-- Start Text block --

Group Accounting
Companies Act
Statutory financial statements to give true and fair view
289. (1) The directors of a company shall not approve financial statements for the purposes of this Part unless they are satisfied that they give a true and fair view of the assets, liabilities and financial position, as at the end of the financial year, and profit or loss, for the financial year—
(a) in the case of the company’s entity financial statements, of the company alone (as distinct from the company and its subsidiary undertakings, if any, taken as a whole),
(b) in the case of the company’s group financial statements, of the company and all the subsidiary undertakings included in the consolidation taken as a whole, so far as concerns the members of the company.
(2) The statutory auditors of a company, in performing their functions under this Act in relation to the company’s statutory financial statements, shall have regard to the directors’ duty under subsection (1).
Obligation to prepare entity financial statements under relevant financial reporting framework
290. (1) The directors of a company shall prepare entity financial statements for the company in respect of each financial year of it.
(2) The entity financial statements prepared under this section shall be the statutory financial statements of a company that does not prepare group financial statements under section 293 .
(3) Subject to subsections (5) to (8) and section 296 , a company’s entity financial statements shall be prepared either (as the company elects) in accordance with—
(a) section 291 , or
(b) international financial reporting standards and section 292 .
(4) Entity financial statements prepared in accordance with—
(a) section 291 shall be known, and are in this Act referred to, as “Companies Act entity financial statements” — and this also applies in any ensuing case where preparation of such statements in accordance with that section is obligatory, or
(b) international financial reporting standards and section 292 shall be known, and are in this Act referred to, as “IFRS entity financial statements” — and this also applies in any ensuing case where preparation of such statements in accordance with those standards and that section is obligatory.
(5) In respect of a company not trading for the acquisition of gain by its members, entity financial statements shall be prepared in accordance with section 291 .
(6) After the first financial year in which the directors of a company prepare IFRS entity financial statements (in this section referred to as the “first IFRS year”), all subsequent entity financial statements of the company shall be prepared in accordance with international financial reporting standards and section 292 unless there is a relevant change of circumstances as referred to in subsection (7).
(7) There is a relevant change of circumstances where at any time during or after the first IFRS year—
(a) the company becomes a subsidiary undertaking of another undertaking that does not prepare IFRS financial statements,
(b) the company, having re-registered as a private company limited by shares, ceases to be a company with securities admitted to trading on a regulated market in an EEA state, or
(c) a holding undertaking of the company ceases to be an undertaking with securities admitted to trading on a regulated market in an EEA state.
(8) Where, following a relevant change of circumstances, Companies Act entity financial statements are prepared in relation to a company, the directors of the company may subsequently prepare IFRS entity financial statements for the company and subsections (6) and (7) shall apply as if the financial year for which such IFRS entity financial statements are subsequently prepared was the first IFRS year.

-- End Text block --
-- Start Record list --

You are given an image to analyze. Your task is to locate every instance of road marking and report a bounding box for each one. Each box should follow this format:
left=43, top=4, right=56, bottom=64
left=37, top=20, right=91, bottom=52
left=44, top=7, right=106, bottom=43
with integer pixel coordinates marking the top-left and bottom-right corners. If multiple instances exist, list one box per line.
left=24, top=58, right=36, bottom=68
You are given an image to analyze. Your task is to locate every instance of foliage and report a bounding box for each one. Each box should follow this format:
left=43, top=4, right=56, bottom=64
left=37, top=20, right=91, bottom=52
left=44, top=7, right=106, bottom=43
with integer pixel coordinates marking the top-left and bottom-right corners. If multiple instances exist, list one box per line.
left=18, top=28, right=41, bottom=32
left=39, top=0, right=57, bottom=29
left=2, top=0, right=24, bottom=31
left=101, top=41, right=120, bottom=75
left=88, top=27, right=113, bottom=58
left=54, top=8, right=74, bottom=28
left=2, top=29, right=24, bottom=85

-- End Record list --

Instructions for the task:
Continue the Companies Act excerpt, picking up right after subsection (8) of section 290. These rows have no connection to the Companies Act excerpt.

Answer:
Companies Act entity financial statements
291. (1) Companies Act entity financial statements in relation to a company for any financial year of it shall comprise—
(a) a balance sheet as at the financial year end date,
(b) a profit and loss account for the financial year, and
(c) any other additional statements and information required by the financial reporting framework adopted in relation to the company.
(2) Companies Act entity financial statements shall give a true and fair view of the assets, liabilities and financial position of the company as at the financial year end date and of the profit or loss of the company for the financial year.
(3) Companies Act entity financial statements shall comply with—
(a) the provisions of Schedule 3 as to the accounting principles to be applied, the form and content of the balance sheet and profit and loss account and the additional information to be provided by way of notes to the financial statements,
(b) applicable accounting standards, and
(c) the other provisions of this Act.
(4) Where compliance with Schedule 3 , applicable accounting standards and the other provisions of this Act as to the matters to be included in entity financial statements (or in notes to those financial statements) would not be sufficient to give a true and fair view of the matters referred to in subsection (2), the necessary additional information shall be given in the entity financial statements or a note to them.
(5) If in special circumstances compliance with any of the provisions of this Act (even if additional information were provided under subsection (4)) is inconsistent with the requirement to give a true and fair view of the matters referred to in subsection (2), the directors of the company shall depart from that provision to the extent necessary to give a true and fair view.
(6) Particulars of any departure under subsection (5), the reasons for it and its effect shall be given in a note to the financial statements of the company.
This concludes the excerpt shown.